[Dataset content]

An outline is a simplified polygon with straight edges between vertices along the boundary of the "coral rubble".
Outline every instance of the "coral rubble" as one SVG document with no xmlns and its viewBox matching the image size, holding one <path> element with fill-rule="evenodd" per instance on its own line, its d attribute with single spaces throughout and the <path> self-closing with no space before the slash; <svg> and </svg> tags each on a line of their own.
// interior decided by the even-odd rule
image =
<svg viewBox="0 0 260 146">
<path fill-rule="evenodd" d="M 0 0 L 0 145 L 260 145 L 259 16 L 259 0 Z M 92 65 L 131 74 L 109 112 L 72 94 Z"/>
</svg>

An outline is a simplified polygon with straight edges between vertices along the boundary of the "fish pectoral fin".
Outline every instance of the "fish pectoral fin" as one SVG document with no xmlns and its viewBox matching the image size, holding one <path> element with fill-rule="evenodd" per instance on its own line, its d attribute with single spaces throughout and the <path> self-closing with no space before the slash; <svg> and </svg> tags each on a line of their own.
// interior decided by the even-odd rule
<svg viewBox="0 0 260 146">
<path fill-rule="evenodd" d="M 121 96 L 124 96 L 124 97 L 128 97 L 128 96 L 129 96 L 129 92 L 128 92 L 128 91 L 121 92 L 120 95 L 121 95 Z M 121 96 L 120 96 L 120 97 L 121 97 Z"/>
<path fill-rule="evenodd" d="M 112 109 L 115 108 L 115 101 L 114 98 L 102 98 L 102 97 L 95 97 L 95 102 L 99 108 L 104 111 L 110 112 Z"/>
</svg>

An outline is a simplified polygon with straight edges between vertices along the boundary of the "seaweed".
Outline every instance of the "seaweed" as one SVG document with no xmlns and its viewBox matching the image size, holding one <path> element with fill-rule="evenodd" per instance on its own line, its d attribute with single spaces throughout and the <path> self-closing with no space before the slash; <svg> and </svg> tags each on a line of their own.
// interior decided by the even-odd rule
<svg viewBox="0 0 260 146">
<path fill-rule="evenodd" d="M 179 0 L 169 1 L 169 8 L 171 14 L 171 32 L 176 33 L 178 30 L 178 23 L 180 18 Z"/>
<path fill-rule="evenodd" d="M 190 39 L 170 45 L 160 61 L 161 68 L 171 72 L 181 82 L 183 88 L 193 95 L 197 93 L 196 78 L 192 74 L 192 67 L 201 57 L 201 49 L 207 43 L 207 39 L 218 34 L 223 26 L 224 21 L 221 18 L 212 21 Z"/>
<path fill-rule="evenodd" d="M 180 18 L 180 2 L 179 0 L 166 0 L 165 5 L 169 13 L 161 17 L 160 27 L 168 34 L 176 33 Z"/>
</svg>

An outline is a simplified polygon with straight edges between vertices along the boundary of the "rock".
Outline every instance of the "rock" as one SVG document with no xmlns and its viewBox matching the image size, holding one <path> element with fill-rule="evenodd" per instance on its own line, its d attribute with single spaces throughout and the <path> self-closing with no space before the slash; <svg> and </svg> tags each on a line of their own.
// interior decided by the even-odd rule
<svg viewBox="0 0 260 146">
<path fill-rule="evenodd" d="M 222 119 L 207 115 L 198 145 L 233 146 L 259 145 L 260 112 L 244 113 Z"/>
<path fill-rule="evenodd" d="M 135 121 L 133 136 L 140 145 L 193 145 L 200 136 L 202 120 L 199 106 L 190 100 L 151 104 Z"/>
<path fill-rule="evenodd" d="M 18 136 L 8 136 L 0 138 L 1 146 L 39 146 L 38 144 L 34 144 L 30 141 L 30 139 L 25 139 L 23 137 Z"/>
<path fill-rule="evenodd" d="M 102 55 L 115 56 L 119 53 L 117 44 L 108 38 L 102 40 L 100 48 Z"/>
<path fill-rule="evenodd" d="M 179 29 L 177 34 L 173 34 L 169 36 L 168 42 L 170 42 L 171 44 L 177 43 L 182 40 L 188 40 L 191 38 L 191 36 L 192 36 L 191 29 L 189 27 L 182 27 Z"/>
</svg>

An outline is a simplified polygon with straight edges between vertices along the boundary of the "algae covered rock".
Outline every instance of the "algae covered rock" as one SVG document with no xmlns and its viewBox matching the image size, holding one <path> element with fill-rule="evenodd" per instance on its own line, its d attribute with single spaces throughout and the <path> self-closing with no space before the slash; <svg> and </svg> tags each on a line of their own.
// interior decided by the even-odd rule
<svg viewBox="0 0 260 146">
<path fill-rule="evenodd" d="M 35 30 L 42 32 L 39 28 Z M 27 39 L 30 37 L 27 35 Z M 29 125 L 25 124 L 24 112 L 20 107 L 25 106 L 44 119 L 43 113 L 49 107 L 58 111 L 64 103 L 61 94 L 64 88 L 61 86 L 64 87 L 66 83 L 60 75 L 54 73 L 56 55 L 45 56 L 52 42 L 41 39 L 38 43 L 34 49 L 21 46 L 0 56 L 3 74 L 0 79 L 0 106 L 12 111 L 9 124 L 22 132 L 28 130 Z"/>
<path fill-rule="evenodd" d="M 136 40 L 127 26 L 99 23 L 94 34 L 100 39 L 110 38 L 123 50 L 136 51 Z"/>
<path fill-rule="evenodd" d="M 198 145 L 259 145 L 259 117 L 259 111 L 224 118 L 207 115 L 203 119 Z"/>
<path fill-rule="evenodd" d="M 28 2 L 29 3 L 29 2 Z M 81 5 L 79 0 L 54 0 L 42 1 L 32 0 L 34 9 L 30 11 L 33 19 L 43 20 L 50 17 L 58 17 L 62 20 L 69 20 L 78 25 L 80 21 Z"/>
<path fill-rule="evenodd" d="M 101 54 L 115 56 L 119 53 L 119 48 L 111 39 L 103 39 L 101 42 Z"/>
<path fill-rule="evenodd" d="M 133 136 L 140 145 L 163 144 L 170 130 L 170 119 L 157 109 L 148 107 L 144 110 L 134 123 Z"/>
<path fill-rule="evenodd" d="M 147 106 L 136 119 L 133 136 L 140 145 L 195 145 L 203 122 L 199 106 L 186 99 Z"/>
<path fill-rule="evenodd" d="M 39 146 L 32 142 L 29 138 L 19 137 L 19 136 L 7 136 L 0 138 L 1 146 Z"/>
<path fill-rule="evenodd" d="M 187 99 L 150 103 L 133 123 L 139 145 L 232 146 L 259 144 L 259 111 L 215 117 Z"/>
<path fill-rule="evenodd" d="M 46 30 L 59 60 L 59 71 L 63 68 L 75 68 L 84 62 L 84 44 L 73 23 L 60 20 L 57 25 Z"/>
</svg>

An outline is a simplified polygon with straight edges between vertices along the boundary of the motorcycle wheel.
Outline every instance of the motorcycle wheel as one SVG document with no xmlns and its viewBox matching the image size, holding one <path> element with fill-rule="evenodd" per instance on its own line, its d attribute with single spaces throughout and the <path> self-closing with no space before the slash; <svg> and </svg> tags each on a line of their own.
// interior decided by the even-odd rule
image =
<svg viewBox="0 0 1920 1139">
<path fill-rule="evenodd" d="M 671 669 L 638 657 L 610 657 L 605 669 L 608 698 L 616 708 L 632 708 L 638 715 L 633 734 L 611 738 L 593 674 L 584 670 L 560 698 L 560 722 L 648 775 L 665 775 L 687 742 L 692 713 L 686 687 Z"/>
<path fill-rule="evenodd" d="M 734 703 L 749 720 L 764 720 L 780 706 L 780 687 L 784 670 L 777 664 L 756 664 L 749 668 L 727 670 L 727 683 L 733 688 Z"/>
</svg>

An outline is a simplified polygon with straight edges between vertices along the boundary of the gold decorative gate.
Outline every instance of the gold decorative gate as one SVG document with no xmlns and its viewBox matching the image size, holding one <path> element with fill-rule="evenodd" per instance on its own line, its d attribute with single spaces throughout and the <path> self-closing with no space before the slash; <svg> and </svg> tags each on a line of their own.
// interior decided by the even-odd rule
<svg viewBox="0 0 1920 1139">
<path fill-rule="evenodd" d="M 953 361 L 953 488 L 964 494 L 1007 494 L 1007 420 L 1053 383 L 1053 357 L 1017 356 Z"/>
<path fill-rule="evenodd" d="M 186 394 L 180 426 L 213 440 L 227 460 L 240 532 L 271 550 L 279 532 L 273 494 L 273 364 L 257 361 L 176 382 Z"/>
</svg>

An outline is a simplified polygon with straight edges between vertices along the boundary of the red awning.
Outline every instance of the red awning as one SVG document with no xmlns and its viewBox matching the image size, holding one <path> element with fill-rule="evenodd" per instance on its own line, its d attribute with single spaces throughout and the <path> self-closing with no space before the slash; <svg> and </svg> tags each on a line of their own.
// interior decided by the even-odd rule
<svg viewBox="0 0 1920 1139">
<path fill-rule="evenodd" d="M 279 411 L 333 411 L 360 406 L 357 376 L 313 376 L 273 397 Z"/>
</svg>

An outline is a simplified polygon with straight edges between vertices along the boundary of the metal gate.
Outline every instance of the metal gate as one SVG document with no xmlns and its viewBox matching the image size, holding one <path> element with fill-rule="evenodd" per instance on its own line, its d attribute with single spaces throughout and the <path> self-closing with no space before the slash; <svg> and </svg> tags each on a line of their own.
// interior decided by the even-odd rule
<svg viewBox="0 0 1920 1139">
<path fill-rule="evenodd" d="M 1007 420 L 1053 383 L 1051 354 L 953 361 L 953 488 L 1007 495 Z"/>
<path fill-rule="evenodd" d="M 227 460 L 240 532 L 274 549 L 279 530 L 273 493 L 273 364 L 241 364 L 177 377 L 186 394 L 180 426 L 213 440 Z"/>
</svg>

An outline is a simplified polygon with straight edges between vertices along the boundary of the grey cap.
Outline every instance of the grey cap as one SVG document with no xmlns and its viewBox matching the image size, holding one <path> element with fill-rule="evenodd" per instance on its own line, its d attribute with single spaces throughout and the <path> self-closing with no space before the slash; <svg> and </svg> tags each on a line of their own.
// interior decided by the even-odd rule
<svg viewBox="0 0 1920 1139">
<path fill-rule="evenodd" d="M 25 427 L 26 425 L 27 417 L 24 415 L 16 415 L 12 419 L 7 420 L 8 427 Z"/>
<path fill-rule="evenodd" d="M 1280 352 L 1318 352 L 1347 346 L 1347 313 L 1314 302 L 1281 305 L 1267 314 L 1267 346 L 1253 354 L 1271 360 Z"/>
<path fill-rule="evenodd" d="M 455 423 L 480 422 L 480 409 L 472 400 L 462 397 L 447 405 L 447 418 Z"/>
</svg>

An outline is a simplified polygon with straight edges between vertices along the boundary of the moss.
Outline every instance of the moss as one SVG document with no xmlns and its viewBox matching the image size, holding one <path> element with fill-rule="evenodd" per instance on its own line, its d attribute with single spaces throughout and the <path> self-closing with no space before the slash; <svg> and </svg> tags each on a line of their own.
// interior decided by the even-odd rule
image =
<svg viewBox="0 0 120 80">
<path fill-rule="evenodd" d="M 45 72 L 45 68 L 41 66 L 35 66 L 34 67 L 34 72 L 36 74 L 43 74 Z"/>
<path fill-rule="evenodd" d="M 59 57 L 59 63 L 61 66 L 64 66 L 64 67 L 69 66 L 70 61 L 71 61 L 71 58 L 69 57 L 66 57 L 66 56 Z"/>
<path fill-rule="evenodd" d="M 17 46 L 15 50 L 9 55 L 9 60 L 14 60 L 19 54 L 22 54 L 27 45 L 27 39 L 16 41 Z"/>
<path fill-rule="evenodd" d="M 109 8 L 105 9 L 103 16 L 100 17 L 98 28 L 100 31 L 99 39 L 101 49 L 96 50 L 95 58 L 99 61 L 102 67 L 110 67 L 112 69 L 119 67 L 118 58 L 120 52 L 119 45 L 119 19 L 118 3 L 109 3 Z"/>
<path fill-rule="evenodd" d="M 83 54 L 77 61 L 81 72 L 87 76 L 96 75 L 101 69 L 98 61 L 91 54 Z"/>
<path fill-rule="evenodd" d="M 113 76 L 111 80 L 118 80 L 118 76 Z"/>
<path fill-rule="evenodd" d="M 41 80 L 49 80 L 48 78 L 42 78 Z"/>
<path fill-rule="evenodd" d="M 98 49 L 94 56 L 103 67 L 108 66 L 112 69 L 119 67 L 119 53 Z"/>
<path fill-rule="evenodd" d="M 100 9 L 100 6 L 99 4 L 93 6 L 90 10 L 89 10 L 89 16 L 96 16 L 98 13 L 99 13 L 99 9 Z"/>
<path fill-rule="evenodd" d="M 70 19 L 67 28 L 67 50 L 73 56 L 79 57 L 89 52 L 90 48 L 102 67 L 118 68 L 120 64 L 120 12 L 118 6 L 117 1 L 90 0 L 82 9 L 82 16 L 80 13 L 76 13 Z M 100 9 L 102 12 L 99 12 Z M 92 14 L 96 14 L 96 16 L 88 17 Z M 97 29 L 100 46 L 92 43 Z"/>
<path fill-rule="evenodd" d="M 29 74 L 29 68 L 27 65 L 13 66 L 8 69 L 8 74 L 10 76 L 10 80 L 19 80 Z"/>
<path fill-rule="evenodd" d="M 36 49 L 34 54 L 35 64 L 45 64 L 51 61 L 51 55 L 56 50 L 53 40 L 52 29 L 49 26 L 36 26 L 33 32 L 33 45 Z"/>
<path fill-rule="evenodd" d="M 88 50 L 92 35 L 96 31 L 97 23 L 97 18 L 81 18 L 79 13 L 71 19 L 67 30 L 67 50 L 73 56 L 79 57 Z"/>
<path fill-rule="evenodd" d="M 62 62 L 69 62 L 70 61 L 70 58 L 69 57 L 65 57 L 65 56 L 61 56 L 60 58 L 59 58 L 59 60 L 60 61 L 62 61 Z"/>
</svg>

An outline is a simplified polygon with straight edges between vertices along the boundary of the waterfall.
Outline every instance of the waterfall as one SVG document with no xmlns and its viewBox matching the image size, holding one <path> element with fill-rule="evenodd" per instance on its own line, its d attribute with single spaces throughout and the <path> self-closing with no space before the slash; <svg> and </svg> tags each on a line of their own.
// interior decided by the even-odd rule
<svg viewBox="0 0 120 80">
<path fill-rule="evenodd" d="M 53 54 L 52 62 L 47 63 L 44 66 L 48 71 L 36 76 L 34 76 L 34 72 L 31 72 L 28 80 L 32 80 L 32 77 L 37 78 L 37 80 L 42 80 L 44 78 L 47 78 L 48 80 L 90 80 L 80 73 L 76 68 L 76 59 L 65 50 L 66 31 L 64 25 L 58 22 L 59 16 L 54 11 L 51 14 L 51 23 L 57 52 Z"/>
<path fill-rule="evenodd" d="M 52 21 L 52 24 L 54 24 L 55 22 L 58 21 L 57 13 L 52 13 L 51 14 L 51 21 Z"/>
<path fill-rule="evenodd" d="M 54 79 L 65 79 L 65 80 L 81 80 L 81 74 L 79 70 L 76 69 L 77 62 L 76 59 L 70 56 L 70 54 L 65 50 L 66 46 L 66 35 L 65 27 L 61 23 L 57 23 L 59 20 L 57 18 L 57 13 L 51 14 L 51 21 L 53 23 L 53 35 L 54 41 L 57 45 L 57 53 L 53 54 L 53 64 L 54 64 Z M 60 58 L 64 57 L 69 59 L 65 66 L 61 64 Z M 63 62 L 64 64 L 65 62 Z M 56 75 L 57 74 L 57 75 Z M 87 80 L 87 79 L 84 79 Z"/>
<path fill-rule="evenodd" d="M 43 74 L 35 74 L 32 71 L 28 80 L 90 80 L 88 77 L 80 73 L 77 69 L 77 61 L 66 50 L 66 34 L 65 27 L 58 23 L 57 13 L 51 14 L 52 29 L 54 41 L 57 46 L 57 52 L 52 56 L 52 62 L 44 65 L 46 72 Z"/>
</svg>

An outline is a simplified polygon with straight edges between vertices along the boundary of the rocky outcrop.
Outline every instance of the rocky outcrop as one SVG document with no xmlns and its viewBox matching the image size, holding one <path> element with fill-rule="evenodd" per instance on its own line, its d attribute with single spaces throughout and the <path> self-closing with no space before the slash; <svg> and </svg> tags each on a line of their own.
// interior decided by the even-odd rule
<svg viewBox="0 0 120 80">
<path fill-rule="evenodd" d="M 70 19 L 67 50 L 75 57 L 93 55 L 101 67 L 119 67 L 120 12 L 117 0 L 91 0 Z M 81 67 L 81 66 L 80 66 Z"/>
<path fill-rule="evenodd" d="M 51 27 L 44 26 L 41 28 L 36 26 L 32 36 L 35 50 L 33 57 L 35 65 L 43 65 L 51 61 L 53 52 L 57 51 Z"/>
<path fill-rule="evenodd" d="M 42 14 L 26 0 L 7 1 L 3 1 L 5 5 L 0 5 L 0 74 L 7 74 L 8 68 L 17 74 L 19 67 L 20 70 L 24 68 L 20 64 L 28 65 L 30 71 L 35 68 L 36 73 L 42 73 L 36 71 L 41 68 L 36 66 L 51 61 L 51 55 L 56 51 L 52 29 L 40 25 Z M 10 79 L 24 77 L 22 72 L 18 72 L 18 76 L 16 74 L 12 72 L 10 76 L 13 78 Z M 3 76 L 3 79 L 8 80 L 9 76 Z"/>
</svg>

[/Dataset content]

--- Instructions for the task ---
The expected answer is every line in the data above that carries the string "decorative".

--- Exercise solution ---
An outline is a simplified polygon with straight edges between vertices along the boundary of the gold decorative gate.
Outline every instance of the gold decorative gate as one SVG document with no xmlns and its viewBox matching the image size, holding one <path> element with fill-rule="evenodd" per instance on its own line, its d attribute with single spaces throughout and the <path> self-closing with no space before the slash; <svg> and </svg> tags each on a line of their own.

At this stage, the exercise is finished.